EXERCISE AIM — Take the lines from the line containing "Query: concrete walkway" through the end of the entries and output them exactly, with no pictures and nothing more.

ENTRIES PROVIDED —
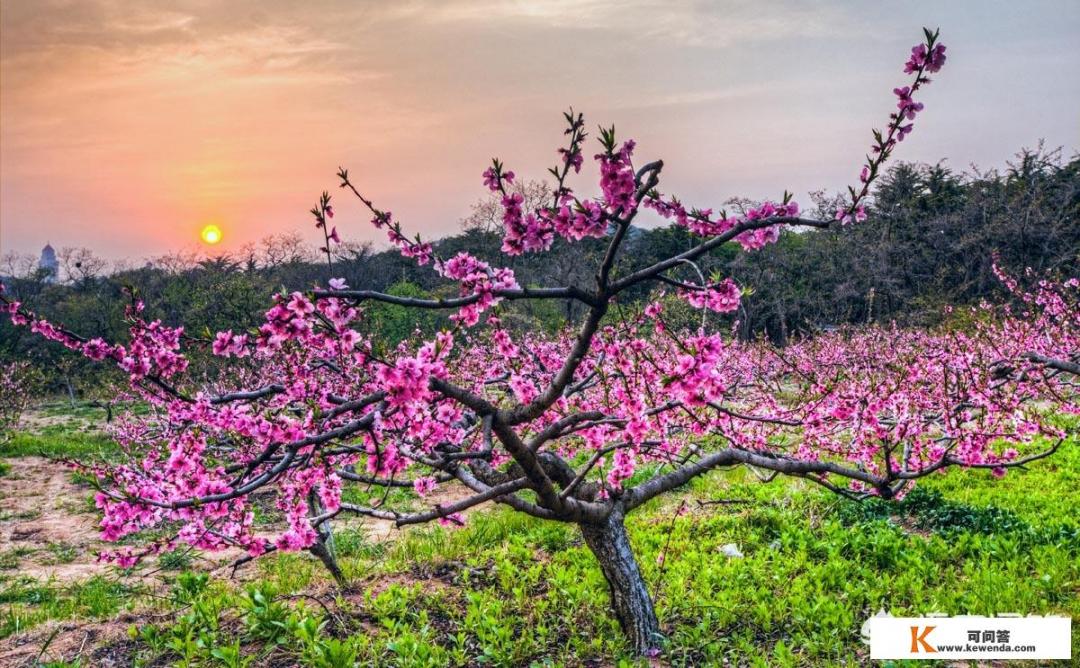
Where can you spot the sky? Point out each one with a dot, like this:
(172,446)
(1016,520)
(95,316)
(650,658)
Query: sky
(127,126)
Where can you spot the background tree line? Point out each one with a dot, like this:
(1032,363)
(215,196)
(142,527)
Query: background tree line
(928,243)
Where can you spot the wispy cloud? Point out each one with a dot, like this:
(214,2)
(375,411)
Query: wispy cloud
(143,119)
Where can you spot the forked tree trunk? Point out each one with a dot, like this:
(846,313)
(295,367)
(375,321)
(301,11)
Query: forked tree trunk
(630,598)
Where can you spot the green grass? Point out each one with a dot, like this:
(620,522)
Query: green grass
(511,590)
(57,440)
(25,602)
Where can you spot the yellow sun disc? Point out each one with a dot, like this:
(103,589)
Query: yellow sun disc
(212,234)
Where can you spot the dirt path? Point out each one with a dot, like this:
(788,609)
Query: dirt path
(46,527)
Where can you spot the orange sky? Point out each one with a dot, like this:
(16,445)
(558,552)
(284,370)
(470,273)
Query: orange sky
(127,126)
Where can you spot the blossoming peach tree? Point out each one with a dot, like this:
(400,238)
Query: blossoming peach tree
(582,427)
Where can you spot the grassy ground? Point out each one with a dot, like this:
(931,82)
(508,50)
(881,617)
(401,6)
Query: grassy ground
(510,590)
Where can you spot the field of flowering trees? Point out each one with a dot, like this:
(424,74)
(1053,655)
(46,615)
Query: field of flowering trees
(774,484)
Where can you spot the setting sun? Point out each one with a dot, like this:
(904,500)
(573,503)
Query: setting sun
(211,234)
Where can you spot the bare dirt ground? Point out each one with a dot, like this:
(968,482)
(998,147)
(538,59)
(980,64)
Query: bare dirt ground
(46,530)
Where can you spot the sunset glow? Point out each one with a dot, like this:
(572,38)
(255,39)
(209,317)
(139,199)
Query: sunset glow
(137,119)
(211,234)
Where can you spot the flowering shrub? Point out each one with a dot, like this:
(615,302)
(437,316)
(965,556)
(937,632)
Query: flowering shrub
(581,427)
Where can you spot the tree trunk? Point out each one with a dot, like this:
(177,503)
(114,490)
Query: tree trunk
(630,597)
(320,549)
(323,547)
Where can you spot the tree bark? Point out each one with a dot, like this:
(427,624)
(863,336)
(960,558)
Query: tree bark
(323,547)
(630,598)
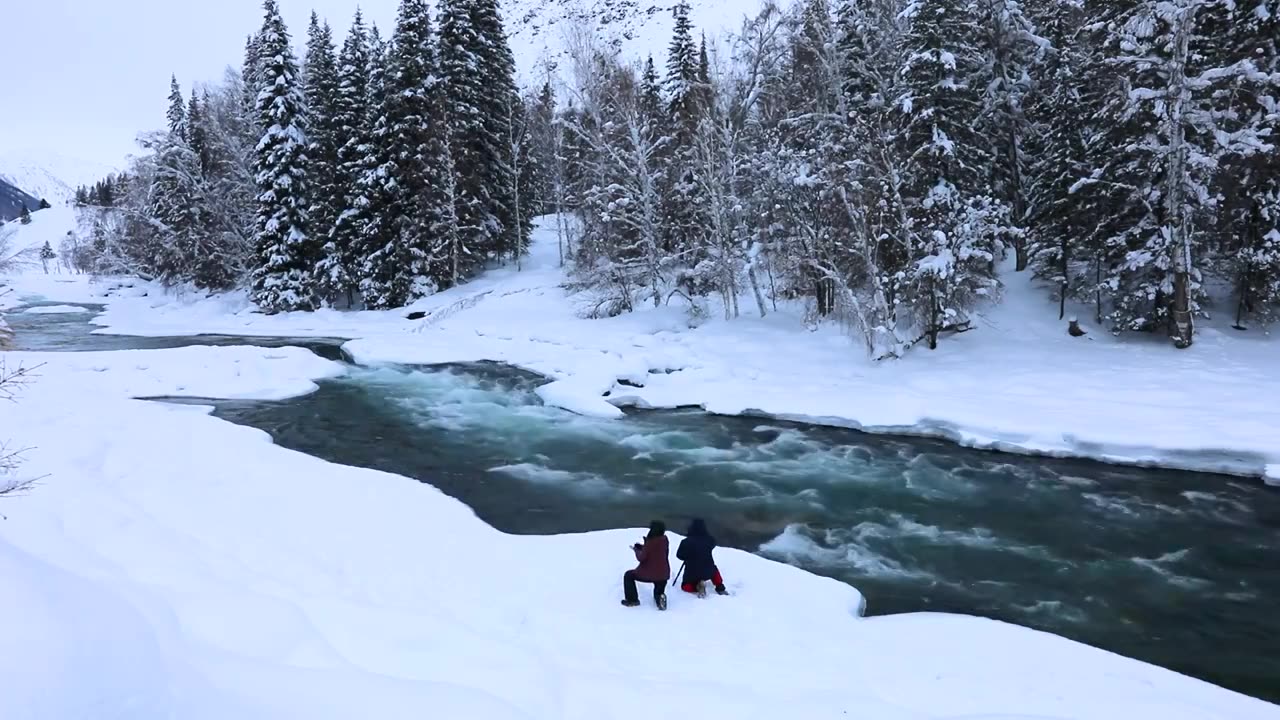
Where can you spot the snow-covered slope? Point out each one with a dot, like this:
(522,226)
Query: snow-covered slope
(174,565)
(540,31)
(46,226)
(13,200)
(1018,382)
(50,176)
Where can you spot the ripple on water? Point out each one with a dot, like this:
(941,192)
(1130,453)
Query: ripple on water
(798,545)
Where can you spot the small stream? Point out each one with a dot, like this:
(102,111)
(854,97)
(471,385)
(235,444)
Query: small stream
(1178,569)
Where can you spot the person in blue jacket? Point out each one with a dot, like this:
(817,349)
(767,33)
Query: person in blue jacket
(695,550)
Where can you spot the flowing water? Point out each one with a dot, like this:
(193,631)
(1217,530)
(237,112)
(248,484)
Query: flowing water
(1178,569)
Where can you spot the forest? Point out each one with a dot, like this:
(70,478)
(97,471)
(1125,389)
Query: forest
(880,162)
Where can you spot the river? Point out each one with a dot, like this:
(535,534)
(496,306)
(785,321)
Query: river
(1178,569)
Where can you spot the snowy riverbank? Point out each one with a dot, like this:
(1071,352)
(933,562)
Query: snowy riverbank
(174,565)
(1016,383)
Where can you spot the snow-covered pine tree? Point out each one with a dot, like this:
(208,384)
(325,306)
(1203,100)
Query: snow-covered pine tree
(174,204)
(478,87)
(954,222)
(542,131)
(320,89)
(498,73)
(810,160)
(403,192)
(526,174)
(286,253)
(1164,146)
(197,132)
(228,186)
(338,268)
(177,113)
(251,73)
(46,254)
(1011,48)
(1244,41)
(618,255)
(1065,249)
(682,208)
(470,145)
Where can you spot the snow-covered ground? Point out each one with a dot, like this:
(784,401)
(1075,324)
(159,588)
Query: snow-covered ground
(50,176)
(176,565)
(55,310)
(1018,382)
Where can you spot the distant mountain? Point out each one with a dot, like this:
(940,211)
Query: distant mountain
(12,199)
(50,176)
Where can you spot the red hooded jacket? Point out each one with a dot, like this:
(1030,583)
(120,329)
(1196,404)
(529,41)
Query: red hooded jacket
(654,565)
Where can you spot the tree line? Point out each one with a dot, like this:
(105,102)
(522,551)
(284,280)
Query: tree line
(882,156)
(876,159)
(383,171)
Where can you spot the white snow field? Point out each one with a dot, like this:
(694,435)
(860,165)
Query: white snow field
(55,310)
(176,565)
(1018,382)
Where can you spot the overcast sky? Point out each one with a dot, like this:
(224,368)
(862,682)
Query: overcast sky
(83,77)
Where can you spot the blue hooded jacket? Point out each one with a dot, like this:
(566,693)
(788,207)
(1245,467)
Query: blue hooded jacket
(695,550)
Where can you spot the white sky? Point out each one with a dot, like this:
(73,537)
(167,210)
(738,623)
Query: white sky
(83,77)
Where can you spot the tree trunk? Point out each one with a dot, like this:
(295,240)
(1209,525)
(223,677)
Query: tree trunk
(755,288)
(1182,327)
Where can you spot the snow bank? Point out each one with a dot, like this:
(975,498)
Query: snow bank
(174,565)
(1016,383)
(55,310)
(72,648)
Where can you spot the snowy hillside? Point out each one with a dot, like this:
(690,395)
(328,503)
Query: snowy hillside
(13,199)
(540,31)
(46,226)
(176,565)
(50,176)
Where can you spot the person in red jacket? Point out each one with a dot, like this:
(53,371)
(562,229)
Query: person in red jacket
(654,568)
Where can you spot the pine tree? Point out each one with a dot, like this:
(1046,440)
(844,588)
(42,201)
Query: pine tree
(955,227)
(352,104)
(464,86)
(498,69)
(682,217)
(1246,44)
(1011,46)
(177,114)
(403,192)
(282,278)
(323,130)
(652,106)
(479,91)
(197,132)
(1155,160)
(251,72)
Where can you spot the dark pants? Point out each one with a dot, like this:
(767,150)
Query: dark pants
(691,586)
(629,587)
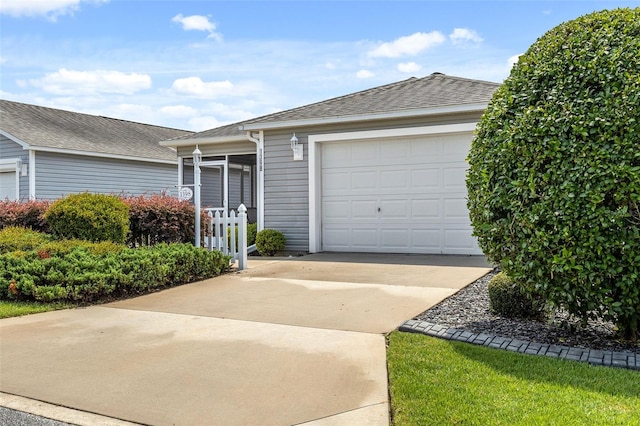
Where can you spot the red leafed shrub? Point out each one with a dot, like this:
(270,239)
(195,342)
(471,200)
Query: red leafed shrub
(28,214)
(159,218)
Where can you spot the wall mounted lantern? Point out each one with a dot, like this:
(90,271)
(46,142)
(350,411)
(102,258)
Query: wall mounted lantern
(197,158)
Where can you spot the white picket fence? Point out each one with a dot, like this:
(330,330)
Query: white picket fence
(221,234)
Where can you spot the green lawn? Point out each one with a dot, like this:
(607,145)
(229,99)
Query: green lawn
(16,309)
(438,382)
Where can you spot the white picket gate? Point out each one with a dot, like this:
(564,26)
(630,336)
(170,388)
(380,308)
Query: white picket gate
(221,234)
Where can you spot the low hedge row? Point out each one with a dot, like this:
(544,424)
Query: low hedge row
(153,219)
(89,272)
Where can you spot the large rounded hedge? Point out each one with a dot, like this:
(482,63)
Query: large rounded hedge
(554,178)
(91,217)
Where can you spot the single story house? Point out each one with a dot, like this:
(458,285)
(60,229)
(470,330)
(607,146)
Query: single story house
(47,153)
(381,170)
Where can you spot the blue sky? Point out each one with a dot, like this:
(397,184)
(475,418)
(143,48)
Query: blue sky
(201,64)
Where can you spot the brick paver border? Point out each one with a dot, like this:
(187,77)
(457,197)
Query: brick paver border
(627,360)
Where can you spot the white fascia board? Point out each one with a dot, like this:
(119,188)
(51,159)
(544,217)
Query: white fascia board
(369,117)
(19,141)
(205,141)
(101,155)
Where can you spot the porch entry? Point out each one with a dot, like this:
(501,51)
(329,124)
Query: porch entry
(227,181)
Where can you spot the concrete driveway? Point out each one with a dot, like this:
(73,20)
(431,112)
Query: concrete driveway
(289,341)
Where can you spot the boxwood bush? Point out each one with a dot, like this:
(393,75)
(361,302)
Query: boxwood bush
(509,299)
(91,217)
(84,275)
(554,178)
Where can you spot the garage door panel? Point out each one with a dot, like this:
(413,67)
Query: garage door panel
(364,238)
(334,183)
(364,153)
(405,196)
(364,180)
(398,151)
(454,178)
(426,179)
(364,209)
(396,179)
(395,238)
(426,209)
(455,210)
(337,209)
(426,240)
(395,210)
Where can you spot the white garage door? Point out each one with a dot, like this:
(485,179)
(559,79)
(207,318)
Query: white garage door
(397,196)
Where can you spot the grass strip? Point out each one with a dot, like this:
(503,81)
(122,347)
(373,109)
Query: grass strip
(439,382)
(15,309)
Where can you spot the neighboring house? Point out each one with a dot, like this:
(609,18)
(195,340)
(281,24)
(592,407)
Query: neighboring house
(46,153)
(382,170)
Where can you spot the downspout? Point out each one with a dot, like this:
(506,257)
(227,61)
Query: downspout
(32,174)
(259,141)
(180,172)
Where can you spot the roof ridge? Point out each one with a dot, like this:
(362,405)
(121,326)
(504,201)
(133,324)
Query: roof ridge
(66,111)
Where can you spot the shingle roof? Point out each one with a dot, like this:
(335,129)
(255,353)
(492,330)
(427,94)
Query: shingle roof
(49,128)
(414,94)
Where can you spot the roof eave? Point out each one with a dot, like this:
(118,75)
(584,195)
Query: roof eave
(15,139)
(422,112)
(209,140)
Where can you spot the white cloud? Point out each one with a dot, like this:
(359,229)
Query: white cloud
(408,45)
(409,67)
(463,35)
(197,23)
(364,74)
(202,123)
(49,8)
(178,111)
(513,60)
(194,86)
(70,82)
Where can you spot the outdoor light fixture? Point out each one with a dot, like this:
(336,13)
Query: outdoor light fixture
(298,152)
(197,158)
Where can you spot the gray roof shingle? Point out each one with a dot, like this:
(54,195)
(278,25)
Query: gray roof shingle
(414,94)
(50,128)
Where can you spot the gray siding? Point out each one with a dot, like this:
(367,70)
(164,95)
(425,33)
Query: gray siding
(287,181)
(286,189)
(60,174)
(10,149)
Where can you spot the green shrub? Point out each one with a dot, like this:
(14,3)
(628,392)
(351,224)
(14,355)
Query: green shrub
(554,169)
(511,300)
(252,231)
(14,238)
(78,273)
(91,217)
(160,218)
(27,214)
(270,241)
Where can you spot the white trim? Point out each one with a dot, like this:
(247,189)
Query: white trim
(32,174)
(205,141)
(452,109)
(12,165)
(20,142)
(101,155)
(315,164)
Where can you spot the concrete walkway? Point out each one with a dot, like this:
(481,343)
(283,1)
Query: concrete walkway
(289,341)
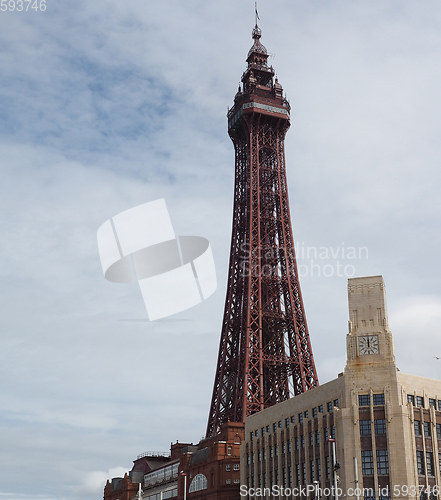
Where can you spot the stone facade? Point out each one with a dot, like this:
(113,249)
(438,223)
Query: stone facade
(386,425)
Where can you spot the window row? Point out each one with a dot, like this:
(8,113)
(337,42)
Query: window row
(288,478)
(367,462)
(419,401)
(426,464)
(286,447)
(365,399)
(292,420)
(228,467)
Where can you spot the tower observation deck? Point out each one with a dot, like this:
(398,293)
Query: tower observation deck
(265,354)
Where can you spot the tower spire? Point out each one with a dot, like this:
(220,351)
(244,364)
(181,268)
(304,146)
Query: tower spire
(265,355)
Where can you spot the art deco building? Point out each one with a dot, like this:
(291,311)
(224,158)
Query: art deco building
(386,424)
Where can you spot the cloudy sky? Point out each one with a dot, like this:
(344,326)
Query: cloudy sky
(106,105)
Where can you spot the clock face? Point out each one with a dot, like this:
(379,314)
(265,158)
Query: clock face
(368,344)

SOLUTION TO THIS TASK —
Query: concrete walkway
(289,341)
Where can you spot the stone facade? Point out each one with a dot, like this:
(113,249)
(438,223)
Query: stone facade
(386,425)
Where can you spot the window row? Point out each one with a dot, like this:
(8,113)
(337,42)
Query: window row
(288,478)
(367,462)
(419,401)
(426,464)
(286,447)
(365,399)
(292,420)
(228,467)
Where can you spot the tower observation deck? Point out each one with a dot, like this:
(398,293)
Query: tower observation deck
(265,354)
Where can you spot the tower spire? Point out each one with a dot, like this:
(220,351)
(244,364)
(181,268)
(304,146)
Query: tower spire
(265,355)
Where can you spot the art deco building? Point out each one with a dot, like this:
(291,311)
(224,158)
Query: art deco building
(386,424)
Where can you spot the cloudy sky? Point out each one with a dot, like this:
(344,326)
Query: cloudy sky
(106,105)
Where can you spot the clock face? Point out each one with a dot, like this:
(379,314)
(265,158)
Query: clock face
(368,344)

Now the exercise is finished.